EXPLORE THE MATERIAL:
1. In the court passage on the stipulated divorce judgment, why did the trial court refuse to set the judgment aside even though it found it "grossly inequitable in its substance"? Answer in one to three sentences.
2. Continue the court passage on the stipulated divorce judgment, picking up after its final sentence.

SOURCE PASSAGE:

When the attorneys returned, wife told her attorney that "I want this over, let's go." Her attorney attempted to dissuade her, but wife was adamant that she wanted the proceedings to be over. Wife told her attorney to "[g]ive [husband] what he wants" and that she did not want anything. In the end, against the advice of her attorney, wife signed an agreement under which husband received all of the Intel stock options and all of the interest in the software company. Wife later recalled that she had heard the voices of the judge and lawyers talking but "not really understanding what was going on." Her only goal at that time was to "go -- go far -- go away. * * * I say my only want * * * was to go away from this place, run and go, and go to sleep[.]"

Approximately a week after the settlement conference, wife was admitted to a hospital psychiatric unit for several days. A psychologist who examined wife on March 29 and 30 concluded that wife was not capable of engaging in rational decision making on the day that she entered into the stipulated judgment. He concluded that "all of her decision-making processes were going to be compromised," reflected in wife's "floating" and "emotional over-control" behavior. He diagnosed wife as suffering from a severe degree of emotional disturbance and stated that people, like wife, who are in a dissociative state are "going to be doing whatever they can do to extricate themselves from that spot as rapidly as possible. Basically they're going to give in." In addition, wife's social worker also concluded that wife may not have understood anything that happened on March 14.

Wife moved to set aside the stipulated judgment a month after she entered into it, relying on ORCP 71 C. (3) Wife claimed, in part, that she was not competent at the time that she signed the stipulated judgement and she was therefore incapable of giving her consent to the agreement. After hearing significant testimony, the trial court discussed the two tests for determining competency: the traditional cognitive test and the more modern affective test. The trial court determined that it was obligated under the law to apply the cognitive test and that, under that test, wife had been mentally competent to enter into the stipulated judgment. Accordingly, although the trial court found that the stipulated judgment was "grossly inequitable in its substance," the court refused to set it aside.

On appeal, wife contends that a stipulated judgment may be set aside under ORCP 71 C for reasons adequate to support rescission of a contract. Auble and Auble, 125 Or App 554, 559, 866 P2d 1239 (1993), rev den, 318 Or 478 (1994); Renninger and Renninger, 82 Or App 706, 711-12, 730 P2d 37 (1986). One such reason is lack of competency to enter into a contract. Goodman v. Micka, 151 Or App 27, 31, 949 P2d 1222 (1997), rev den, 326 Or 389 (1998). As explained in the majority opinion, wife argues that the trial court used the incorrect legal standard to determine competency. The thrust of her argument is that Oregon law appears to use the affective test, or something akin to it, in addition to the traditional cognitive test. Wife maintains that, under the affective test, she was not mentally competent to consent to the stipulated judgment.

DATA SUPPLIED:
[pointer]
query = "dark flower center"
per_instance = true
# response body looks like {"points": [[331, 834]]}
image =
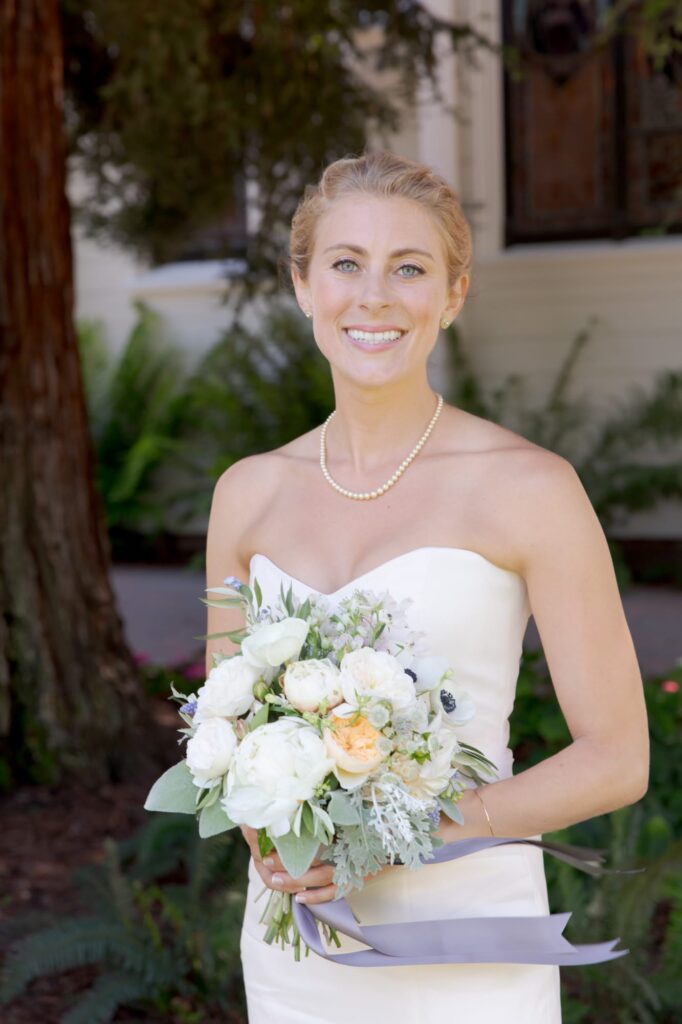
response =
{"points": [[448, 700]]}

RESULTS FOR EACH TASK:
1. The trial court decided that the law obligated it to apply the traditional cognitive test for competency. Under that test, it found that wife had been mentally competent to enter into the stipulated judgment, so it would not set the judgment aside.

2.
As I will discuss, Oregon case law is not entirely clear. Generally, the cognitive test appears to be the rule of law in Oregon. A few cases, however, contain language suggesting that our courts have been receptive to adopting elements of the affective test. Nonetheless, I must agree with the trial court that the cognitive test is the test most recently adopted and employed in our case law and was, accordingly, the proper test to apply in this case.

Oregon courts have traditionally stated and employed the "cognitive test" for mental competency to enter a contract. Under that test, a person is competent if he or she has "the capacity to understand the nature of the act and to apprehend its consequences." Gore v. Gadd, 268 Or 527, 528, 522 P2d 212 (1974) (internal quotation marks omitted). The most recent cases in Oregon recite that test and apply it in similar fashion. See, e.g., Dillin v. Alexander, 281 Or 679, 684-85, 576 P2d 1248 (1978); Bigej v. Boyer, 108 Or App 663, 670-71, 817 P2d 760 (1991), rev den, 313 Or 74 (1992); O'Brien v. Belsma, 108 Or App 500, 503, 816 P2d 665 (1991); Ryan v. Colombo, 77 Or App 71, 76, 712 P2d 139 (1985).

The "affective test," also termed the "modern test" or the "volitional test," has been adopted by some other jurisdictions. Under the affective test, a person may be aware of the nature and consequences of his or her conduct, but is considered incompetent because mental illness has rendered him or her "incapable of making a rational judgment in the execution of the transaction * * * ." Gore, 268 Or at 528.

One of the first cases recognizing the affective test was Ortelere v. Teachers' Retirement Bd. of New York, 25 NY2d 196, 303 NYS2d 362, 250 NE2d 460 (1969). In that case, a surviving husband sought to set aside a retirement application completed by his wife on the ground that she had been mentally incompetent at the time that she completed the application. The New York court noted that the traditional competency test is whether "the mind was 'so affected as to render him [or her] wholly and absolutely incompetent to comprehend and understand the nature of the transaction.'" Id. at 202, 303 NYS2d at 367, 250 NE2d at 464. However, the court also noted that the traditional standard had been formulated when knowledge in the field of psychiatry was "quite primitive" and that the traditional standard "fail[ed] to account for one who by reason of mental illness is unable to control his [or her] conduct even though his [or her] cognitive ability seems unimpaired." Id. at 203, 303 NYS2d at 368, 250 NE2d at 464. The court concluded that the cognitive test was too restrictive and was based on false factual and medical bases. Consequently, it adopted what is now called the affective test. Id. at 203-04, 303 NYS2d at 368-69, 250 NE2d at 464-65.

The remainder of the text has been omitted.